WHAT IS NEEDED:
For every line in the entries that contains "stripe", show the whole line.

RECORD EXCERPTS:
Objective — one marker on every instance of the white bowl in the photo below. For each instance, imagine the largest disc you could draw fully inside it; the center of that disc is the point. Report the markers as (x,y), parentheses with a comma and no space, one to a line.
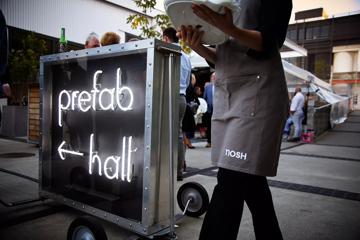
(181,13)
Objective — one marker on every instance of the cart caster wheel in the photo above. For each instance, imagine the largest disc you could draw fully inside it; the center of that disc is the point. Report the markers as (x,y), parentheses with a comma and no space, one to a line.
--
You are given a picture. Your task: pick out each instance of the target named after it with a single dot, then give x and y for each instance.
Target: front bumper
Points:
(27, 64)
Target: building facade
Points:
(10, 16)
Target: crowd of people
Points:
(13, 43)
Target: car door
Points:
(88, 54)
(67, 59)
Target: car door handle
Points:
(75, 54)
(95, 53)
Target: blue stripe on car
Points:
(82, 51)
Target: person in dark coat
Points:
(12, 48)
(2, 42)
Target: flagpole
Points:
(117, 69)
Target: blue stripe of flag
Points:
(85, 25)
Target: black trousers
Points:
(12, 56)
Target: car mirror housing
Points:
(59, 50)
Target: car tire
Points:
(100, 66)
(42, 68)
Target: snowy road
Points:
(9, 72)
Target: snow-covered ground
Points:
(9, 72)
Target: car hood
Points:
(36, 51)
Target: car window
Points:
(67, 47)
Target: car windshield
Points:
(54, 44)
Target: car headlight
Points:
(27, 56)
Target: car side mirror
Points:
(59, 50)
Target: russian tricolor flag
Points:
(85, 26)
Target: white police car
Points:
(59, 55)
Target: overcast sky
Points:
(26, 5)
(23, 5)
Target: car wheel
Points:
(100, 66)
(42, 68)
--
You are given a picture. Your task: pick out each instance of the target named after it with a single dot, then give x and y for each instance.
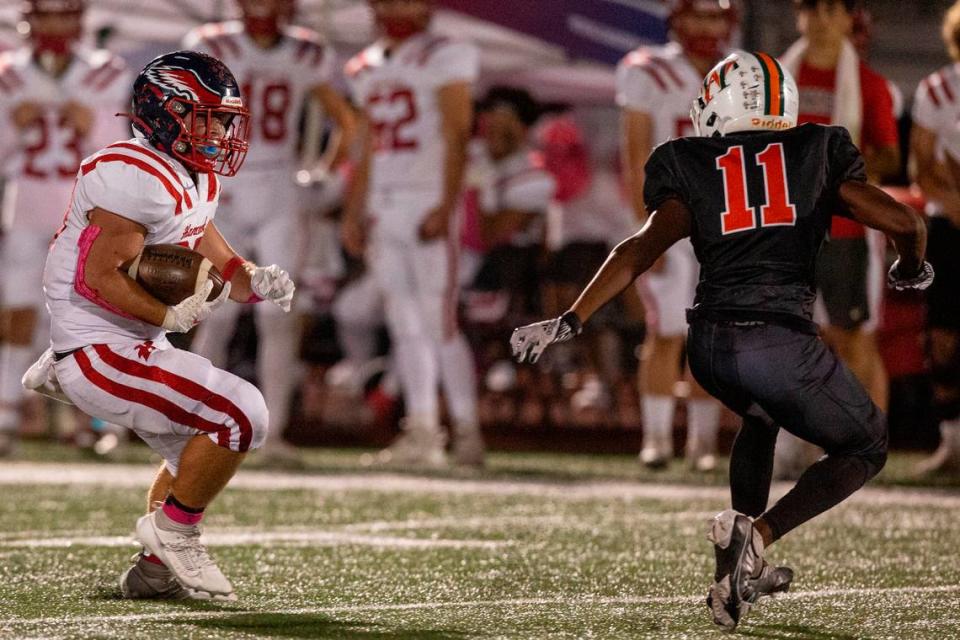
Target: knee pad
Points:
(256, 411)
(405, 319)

FINISHED EXERCISE:
Target: blue stripe on car
Target: blue stripe of flag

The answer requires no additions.